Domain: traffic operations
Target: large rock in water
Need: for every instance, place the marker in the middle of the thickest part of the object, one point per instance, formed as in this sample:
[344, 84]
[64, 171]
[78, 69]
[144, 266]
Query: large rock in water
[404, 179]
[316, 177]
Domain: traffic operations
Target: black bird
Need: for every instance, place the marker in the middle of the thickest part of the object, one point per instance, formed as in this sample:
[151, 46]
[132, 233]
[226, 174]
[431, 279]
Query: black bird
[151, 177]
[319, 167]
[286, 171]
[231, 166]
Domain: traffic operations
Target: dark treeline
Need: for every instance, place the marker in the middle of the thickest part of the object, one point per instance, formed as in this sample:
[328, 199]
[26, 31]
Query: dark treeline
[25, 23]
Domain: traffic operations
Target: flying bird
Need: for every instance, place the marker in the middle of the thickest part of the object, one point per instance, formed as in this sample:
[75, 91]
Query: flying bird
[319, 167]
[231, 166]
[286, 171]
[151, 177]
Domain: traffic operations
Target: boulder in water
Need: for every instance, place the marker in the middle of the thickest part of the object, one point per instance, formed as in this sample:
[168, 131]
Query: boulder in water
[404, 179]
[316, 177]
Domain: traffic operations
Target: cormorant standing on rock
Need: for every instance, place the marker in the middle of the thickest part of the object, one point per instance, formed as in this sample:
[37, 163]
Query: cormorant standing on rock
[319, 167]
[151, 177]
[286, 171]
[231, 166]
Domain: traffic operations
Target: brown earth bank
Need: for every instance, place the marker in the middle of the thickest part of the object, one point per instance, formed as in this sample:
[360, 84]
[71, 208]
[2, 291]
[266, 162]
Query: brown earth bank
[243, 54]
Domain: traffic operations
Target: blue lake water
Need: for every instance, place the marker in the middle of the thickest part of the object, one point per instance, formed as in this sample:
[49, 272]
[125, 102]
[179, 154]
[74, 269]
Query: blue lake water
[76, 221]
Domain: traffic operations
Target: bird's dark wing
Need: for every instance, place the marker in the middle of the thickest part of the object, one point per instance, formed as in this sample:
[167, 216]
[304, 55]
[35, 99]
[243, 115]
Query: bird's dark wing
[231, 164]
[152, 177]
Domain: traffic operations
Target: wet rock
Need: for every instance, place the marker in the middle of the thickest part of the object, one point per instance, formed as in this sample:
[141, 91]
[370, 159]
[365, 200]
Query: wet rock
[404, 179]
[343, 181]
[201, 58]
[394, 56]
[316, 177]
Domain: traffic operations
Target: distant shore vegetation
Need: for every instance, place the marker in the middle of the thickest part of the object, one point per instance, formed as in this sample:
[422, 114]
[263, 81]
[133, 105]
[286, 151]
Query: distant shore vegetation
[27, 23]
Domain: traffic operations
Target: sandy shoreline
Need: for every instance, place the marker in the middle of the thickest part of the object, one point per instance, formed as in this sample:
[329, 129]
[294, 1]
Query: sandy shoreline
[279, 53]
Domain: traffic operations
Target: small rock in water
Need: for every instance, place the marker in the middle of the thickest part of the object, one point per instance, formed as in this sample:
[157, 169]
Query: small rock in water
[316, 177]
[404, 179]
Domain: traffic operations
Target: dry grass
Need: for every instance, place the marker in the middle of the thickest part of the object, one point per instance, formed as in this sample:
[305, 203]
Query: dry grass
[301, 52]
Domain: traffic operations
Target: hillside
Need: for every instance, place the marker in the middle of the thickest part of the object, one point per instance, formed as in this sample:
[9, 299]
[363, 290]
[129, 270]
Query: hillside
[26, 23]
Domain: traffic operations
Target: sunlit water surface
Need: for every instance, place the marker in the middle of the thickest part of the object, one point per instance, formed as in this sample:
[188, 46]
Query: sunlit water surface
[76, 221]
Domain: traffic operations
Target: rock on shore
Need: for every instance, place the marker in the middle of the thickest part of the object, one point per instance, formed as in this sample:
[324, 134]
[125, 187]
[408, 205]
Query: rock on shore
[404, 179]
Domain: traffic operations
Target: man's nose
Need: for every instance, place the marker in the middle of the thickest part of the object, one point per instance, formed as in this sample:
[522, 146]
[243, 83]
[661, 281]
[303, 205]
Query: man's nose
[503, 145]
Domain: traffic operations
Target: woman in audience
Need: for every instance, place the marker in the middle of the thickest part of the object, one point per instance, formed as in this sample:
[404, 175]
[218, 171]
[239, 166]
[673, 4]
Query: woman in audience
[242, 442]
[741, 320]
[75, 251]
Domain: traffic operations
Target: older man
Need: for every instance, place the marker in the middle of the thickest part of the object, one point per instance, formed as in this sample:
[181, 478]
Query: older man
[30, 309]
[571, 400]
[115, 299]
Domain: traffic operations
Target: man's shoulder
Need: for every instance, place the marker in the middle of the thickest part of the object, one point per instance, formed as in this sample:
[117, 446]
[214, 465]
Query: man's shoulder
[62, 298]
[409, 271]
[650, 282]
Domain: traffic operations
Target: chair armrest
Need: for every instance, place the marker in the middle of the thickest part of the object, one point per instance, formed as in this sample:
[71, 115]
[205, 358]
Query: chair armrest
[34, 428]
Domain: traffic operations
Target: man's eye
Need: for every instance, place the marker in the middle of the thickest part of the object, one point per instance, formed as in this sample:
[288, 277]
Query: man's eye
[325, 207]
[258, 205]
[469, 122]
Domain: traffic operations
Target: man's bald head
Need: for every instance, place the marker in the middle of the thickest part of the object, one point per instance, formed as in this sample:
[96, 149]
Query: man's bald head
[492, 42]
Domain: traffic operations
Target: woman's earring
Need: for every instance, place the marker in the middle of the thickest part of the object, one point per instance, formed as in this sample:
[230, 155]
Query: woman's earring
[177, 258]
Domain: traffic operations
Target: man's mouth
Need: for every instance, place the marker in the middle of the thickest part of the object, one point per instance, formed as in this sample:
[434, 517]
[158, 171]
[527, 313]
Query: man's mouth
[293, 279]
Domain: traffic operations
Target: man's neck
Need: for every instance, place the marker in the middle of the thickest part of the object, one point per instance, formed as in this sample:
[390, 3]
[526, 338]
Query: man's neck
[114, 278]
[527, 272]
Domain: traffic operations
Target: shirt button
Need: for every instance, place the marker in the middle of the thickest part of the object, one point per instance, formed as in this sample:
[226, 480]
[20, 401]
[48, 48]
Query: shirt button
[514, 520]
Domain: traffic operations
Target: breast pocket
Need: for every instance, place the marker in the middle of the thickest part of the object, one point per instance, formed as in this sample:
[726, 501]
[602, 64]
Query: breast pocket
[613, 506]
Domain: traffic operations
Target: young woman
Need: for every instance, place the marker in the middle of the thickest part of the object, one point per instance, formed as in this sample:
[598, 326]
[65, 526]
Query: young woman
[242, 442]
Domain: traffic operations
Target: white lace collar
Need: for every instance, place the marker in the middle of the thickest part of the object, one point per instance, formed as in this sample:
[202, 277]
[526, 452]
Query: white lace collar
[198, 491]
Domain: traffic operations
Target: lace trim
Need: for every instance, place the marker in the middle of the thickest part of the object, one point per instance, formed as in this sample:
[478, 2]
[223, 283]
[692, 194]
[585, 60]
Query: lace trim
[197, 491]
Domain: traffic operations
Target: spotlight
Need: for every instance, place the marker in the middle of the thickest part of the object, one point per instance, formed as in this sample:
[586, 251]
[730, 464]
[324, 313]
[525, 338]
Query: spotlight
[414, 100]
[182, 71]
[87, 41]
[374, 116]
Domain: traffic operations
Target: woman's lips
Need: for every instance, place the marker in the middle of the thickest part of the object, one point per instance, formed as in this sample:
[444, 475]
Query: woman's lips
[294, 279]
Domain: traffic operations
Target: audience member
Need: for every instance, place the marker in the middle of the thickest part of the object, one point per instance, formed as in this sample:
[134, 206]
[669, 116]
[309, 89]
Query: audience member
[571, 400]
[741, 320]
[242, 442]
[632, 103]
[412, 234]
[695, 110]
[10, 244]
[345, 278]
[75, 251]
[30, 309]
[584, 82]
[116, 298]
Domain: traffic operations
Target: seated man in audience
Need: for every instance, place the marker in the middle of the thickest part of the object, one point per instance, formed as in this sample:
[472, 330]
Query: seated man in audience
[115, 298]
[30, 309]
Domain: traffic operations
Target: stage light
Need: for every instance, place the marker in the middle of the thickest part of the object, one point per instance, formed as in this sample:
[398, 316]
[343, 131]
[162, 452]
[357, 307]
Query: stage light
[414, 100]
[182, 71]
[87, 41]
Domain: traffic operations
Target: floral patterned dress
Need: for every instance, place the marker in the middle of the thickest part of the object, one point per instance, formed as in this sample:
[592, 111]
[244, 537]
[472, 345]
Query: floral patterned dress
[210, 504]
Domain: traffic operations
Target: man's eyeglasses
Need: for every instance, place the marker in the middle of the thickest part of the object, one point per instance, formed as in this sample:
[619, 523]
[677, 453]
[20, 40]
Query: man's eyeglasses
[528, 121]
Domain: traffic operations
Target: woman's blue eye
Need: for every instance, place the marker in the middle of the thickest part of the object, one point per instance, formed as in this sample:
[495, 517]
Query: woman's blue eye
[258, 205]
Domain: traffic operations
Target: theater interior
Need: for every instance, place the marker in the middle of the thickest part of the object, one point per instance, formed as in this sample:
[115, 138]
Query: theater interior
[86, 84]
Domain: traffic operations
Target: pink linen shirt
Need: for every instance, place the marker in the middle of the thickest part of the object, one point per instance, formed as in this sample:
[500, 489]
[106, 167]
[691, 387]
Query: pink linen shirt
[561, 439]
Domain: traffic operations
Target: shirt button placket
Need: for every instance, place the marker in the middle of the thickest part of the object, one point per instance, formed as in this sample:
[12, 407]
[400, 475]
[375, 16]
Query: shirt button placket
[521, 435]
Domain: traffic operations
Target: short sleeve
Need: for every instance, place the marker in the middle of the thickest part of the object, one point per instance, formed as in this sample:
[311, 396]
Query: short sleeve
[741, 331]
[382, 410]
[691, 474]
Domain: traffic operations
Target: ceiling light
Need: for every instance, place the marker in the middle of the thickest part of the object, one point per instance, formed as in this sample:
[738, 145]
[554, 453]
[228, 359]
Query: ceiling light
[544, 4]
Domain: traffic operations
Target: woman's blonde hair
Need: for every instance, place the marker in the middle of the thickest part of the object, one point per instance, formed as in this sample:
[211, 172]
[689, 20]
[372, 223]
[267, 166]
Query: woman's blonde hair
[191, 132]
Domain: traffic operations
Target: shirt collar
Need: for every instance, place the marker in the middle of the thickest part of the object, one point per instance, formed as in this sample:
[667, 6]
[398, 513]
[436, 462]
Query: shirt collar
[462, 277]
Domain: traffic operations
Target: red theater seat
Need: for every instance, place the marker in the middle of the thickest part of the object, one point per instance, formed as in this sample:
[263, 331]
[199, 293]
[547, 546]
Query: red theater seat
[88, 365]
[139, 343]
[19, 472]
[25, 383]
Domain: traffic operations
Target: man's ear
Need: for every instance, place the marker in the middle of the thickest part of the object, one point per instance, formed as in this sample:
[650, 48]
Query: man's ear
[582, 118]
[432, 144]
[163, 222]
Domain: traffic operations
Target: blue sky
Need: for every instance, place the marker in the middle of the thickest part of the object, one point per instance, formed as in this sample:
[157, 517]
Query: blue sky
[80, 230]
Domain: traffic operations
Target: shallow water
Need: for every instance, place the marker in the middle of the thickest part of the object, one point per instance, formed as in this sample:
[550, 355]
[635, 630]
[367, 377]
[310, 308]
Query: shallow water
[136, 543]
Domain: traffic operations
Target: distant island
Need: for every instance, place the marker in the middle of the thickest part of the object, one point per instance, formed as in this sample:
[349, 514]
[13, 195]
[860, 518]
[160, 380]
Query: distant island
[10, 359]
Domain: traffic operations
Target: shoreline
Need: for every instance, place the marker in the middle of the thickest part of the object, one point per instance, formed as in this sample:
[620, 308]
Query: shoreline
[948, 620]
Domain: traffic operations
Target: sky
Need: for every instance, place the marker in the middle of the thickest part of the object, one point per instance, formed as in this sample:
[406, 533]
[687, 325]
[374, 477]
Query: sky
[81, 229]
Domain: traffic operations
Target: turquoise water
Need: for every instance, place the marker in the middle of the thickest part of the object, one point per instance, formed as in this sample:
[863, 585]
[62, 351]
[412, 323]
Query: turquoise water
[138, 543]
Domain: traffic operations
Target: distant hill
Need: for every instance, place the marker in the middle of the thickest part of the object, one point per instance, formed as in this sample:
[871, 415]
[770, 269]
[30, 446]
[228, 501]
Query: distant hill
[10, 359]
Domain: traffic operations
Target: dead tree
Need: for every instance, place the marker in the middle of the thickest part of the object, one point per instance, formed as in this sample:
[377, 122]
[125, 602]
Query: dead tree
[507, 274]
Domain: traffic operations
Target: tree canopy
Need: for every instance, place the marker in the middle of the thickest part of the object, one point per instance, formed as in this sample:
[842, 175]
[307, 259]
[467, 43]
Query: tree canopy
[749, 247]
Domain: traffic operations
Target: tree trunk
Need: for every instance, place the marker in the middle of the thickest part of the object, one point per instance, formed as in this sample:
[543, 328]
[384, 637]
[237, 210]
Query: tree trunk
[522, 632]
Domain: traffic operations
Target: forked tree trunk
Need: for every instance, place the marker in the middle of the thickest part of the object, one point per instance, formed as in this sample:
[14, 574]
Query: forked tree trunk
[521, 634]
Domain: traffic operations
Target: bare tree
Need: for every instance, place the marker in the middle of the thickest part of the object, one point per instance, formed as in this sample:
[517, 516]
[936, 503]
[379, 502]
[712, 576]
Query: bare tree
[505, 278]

---

**Your objective**
Pull out every line above that contains the word "lake", and note that case counts when matching it.

**Answer to the exercise**
Target: blue lake water
Query: blue lake water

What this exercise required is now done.